* _YOUR OBJECTIVE_: Retype the rows exactly, starting at the first line of the rows and ending at the line that contains "pixel 46 48", with both ends included. Leave the pictures out of your copy.

Start of RECORD EXTRACTS

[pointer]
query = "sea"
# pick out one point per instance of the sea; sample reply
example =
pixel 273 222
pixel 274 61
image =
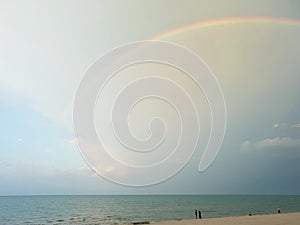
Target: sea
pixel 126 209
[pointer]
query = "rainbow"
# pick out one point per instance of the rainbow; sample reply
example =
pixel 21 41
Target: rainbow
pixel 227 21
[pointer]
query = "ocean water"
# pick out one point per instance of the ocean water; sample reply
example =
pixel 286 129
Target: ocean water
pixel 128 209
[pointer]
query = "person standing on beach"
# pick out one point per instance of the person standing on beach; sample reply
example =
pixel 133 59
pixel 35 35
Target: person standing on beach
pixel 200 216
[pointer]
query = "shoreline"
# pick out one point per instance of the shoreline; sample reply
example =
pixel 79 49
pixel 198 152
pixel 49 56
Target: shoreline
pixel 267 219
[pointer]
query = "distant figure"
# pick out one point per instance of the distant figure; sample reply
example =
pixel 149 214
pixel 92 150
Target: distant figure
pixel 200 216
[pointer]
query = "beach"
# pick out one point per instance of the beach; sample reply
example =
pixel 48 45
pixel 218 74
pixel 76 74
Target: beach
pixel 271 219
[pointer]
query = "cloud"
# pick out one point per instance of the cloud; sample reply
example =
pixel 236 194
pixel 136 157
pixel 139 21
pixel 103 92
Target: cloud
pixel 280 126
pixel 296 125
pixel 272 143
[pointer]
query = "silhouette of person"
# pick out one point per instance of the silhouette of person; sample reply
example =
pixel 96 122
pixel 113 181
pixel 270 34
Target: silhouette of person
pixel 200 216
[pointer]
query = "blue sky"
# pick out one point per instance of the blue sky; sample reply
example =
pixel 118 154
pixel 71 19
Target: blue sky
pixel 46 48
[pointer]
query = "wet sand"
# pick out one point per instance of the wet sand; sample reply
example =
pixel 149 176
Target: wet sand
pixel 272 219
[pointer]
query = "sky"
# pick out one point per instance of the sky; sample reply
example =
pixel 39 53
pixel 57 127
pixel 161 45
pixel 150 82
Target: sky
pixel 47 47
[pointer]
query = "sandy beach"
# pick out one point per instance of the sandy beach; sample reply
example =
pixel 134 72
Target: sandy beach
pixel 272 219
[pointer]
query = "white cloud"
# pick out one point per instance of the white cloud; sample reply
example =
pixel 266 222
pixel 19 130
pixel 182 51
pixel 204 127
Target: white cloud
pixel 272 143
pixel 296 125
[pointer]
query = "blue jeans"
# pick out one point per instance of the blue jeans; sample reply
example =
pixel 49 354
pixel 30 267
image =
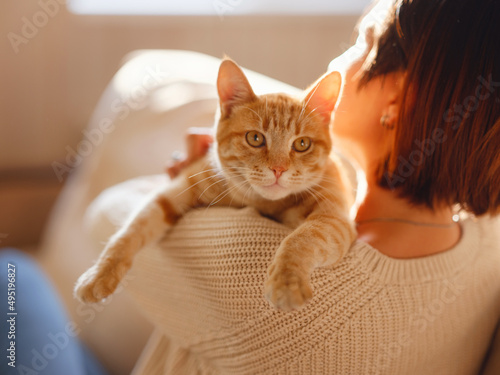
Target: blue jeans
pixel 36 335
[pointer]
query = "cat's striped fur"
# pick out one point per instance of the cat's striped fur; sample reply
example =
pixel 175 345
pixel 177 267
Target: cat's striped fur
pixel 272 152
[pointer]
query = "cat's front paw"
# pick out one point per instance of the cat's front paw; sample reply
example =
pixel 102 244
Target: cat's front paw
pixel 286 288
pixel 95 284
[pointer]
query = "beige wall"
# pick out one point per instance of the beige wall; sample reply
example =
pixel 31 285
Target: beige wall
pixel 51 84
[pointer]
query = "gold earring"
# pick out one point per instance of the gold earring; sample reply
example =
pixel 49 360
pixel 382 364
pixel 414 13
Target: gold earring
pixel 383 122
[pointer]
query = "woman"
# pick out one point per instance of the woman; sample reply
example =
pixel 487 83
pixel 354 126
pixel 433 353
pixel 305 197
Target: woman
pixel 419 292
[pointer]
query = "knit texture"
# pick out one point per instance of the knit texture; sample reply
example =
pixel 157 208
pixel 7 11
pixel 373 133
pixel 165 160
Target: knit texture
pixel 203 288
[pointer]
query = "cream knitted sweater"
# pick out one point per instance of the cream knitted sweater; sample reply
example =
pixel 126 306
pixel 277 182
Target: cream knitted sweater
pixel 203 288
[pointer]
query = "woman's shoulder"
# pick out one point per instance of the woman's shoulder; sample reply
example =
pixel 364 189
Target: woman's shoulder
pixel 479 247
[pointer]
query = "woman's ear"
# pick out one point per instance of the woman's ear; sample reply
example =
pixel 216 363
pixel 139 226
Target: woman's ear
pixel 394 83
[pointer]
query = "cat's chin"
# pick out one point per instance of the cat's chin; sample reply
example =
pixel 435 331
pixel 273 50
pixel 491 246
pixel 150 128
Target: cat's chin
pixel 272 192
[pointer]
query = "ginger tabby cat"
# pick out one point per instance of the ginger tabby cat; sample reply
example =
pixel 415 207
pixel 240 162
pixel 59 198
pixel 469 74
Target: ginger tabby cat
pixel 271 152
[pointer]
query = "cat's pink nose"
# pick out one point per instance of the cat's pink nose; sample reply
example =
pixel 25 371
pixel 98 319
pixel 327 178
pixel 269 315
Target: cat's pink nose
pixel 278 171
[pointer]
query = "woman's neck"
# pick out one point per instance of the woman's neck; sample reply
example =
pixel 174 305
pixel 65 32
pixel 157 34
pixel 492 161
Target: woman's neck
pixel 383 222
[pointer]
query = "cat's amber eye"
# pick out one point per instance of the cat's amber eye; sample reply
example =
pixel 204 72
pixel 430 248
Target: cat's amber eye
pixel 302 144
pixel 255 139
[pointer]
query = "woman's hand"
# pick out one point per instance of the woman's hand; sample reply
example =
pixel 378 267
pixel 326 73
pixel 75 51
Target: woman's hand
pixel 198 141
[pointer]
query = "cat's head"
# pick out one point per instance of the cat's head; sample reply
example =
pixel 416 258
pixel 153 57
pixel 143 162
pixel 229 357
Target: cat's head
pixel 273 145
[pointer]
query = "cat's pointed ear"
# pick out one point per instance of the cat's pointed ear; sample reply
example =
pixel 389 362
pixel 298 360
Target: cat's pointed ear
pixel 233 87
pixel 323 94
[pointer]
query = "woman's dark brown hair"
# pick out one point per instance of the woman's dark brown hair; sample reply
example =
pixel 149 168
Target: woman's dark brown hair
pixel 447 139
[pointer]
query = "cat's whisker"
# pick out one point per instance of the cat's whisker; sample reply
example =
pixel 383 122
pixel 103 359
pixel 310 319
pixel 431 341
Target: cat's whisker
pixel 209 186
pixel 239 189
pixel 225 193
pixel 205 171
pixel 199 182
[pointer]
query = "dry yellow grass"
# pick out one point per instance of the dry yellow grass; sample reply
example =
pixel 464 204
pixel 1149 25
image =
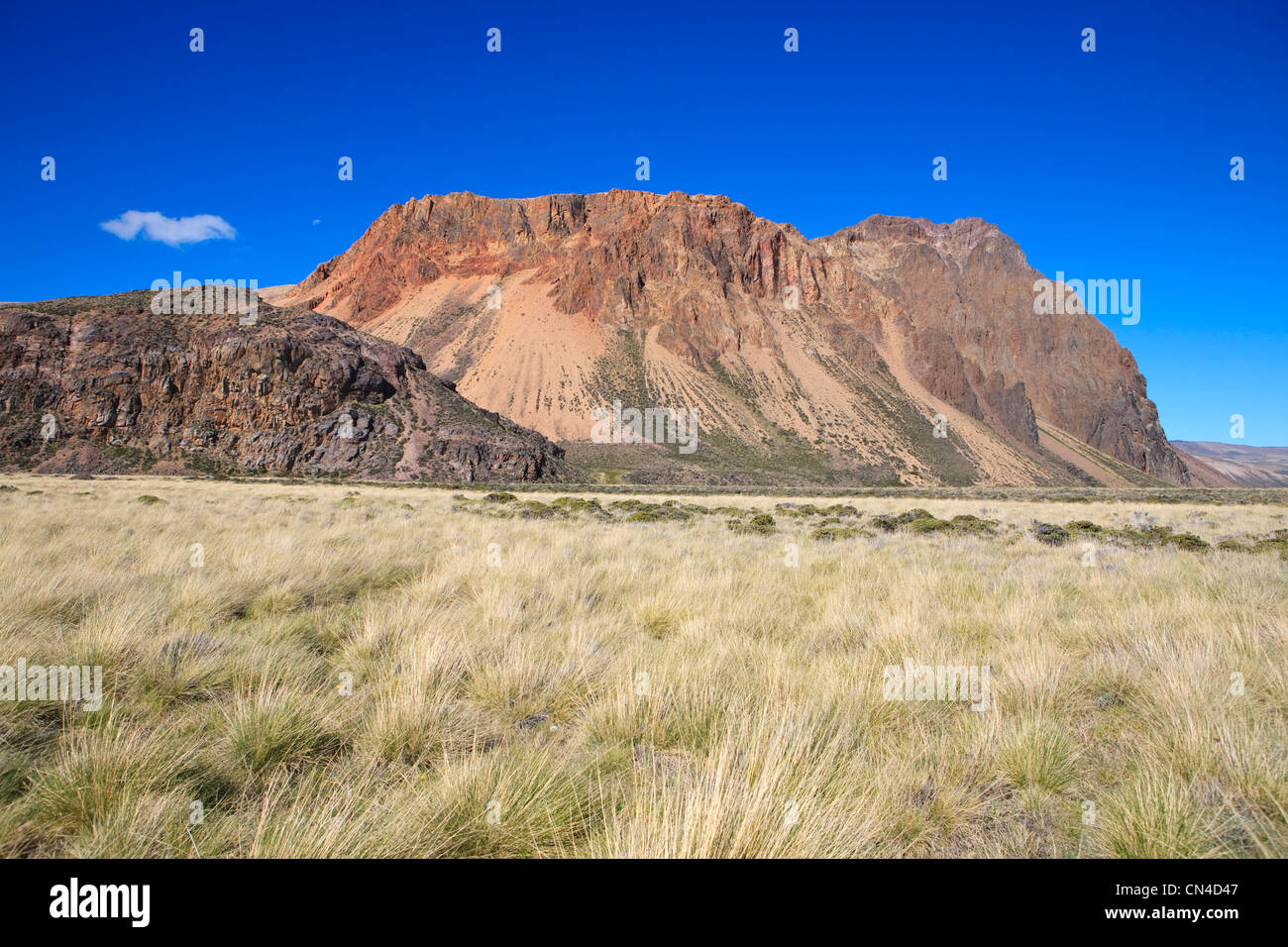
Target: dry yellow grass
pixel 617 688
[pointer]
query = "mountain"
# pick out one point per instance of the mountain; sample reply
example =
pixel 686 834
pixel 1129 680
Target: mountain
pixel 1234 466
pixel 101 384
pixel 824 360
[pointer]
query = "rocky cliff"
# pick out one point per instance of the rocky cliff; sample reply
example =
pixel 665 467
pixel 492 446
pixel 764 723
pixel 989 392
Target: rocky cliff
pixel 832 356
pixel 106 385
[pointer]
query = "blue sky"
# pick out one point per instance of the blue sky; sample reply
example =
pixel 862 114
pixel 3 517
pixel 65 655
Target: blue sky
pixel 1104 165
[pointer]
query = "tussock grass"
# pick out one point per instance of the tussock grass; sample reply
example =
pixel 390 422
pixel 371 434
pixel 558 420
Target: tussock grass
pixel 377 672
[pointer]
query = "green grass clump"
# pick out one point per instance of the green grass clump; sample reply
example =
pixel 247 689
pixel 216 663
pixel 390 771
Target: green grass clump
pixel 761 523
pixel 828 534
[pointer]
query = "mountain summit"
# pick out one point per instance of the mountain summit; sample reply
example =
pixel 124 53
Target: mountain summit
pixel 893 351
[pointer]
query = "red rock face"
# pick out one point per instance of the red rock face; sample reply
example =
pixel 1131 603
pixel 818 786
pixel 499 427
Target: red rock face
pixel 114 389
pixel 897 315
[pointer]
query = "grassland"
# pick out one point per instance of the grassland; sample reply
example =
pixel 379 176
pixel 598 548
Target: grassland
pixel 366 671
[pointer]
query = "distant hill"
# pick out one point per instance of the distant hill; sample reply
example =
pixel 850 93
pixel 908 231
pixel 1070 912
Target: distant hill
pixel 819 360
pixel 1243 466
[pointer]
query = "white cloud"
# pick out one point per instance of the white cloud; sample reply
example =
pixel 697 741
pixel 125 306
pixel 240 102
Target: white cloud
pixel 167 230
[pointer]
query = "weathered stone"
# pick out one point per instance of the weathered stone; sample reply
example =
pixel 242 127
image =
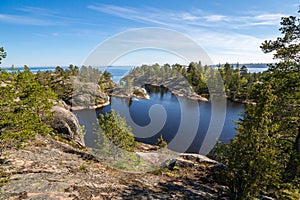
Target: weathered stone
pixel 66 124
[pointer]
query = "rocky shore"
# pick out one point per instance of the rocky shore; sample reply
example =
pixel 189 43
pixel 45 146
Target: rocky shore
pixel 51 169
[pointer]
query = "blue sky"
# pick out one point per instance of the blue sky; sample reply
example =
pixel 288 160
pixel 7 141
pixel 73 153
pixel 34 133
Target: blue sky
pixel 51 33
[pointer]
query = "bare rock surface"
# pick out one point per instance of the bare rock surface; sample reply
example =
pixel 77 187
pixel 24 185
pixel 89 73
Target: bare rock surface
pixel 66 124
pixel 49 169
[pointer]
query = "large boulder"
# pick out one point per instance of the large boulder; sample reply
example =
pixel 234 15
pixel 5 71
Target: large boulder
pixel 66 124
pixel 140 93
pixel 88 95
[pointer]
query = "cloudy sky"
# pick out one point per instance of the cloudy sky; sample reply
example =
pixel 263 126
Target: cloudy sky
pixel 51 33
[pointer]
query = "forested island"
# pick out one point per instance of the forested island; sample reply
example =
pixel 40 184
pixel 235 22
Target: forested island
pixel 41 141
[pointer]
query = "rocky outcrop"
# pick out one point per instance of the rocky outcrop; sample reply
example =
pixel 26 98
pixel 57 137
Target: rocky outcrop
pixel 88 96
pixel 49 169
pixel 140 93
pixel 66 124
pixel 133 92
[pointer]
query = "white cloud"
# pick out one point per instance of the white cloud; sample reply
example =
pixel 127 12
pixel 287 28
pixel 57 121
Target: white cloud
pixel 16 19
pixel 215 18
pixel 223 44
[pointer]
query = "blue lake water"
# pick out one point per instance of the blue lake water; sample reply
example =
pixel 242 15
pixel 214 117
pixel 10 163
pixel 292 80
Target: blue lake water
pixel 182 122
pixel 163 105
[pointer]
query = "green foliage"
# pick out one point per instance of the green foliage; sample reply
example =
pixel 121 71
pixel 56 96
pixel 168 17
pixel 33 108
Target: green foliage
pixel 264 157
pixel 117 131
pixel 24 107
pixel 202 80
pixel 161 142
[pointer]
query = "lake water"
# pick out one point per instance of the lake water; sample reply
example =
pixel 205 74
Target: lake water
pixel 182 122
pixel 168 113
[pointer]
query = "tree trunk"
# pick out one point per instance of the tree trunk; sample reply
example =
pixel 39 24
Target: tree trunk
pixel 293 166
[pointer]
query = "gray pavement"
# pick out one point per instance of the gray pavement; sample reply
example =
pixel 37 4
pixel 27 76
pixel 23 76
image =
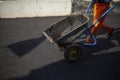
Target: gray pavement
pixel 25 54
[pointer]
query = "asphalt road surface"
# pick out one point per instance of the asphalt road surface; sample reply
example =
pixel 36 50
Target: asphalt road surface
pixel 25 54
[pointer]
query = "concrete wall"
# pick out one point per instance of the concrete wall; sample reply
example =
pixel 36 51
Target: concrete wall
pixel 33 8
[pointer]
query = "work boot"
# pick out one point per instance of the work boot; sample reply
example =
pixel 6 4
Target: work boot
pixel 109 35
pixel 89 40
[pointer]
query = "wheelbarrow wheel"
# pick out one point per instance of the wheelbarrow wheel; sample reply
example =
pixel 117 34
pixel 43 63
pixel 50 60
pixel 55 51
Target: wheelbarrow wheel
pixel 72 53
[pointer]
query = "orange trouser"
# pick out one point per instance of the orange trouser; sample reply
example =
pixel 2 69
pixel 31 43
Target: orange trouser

End of RECORD EXTRACTS

* _OUTPUT FOR THIS EXERCISE_:
[pointer]
query = "sea"
# pick out one point per instance of the sea; sample reply
example =
pixel 273 222
pixel 274 61
image =
Target: sea
pixel 126 209
[pointer]
query = "rainbow"
# pick out one point per instance of the rainbow; sample reply
example =
pixel 21 41
Target: rainbow
pixel 227 21
[pointer]
query = "ocean water"
# pick out one point per instance of the ocean water; sample reply
example =
pixel 286 129
Target: ocean water
pixel 128 209
[pointer]
query = "person standing on beach"
# pick out one point per instance of the person standing on beach; sample reply
example =
pixel 133 59
pixel 35 35
Target: person standing on beach
pixel 200 216
[pointer]
query = "shoreline"
# pick out one point per instance of the shoreline; sample reply
example =
pixel 79 49
pixel 198 152
pixel 49 56
Target: shoreline
pixel 267 219
[pointer]
query = "distant figure"
# pick out one point per instance of the distant figure; sample reply
example =
pixel 149 214
pixel 92 150
Target: distant figure
pixel 200 216
[pointer]
query = "beach"
# pick out one point per instance of the beach; sample reply
example =
pixel 48 45
pixel 218 74
pixel 76 74
Target: beach
pixel 271 219
[pointer]
query = "cloud"
# pick out one point per instance of the cloud; sample reply
example =
pixel 236 194
pixel 136 157
pixel 139 21
pixel 103 92
Target: cloud
pixel 280 126
pixel 296 125
pixel 272 143
[pointer]
query = "silhouette of person"
# pick out one point per instance of the silhouette of person; sample reply
example =
pixel 96 122
pixel 113 181
pixel 270 34
Target: silhouette of person
pixel 200 216
[pointer]
query = "blue sky"
# pick out one point per instance of the blue sky; sample reply
example =
pixel 118 154
pixel 71 19
Target: blue sky
pixel 46 48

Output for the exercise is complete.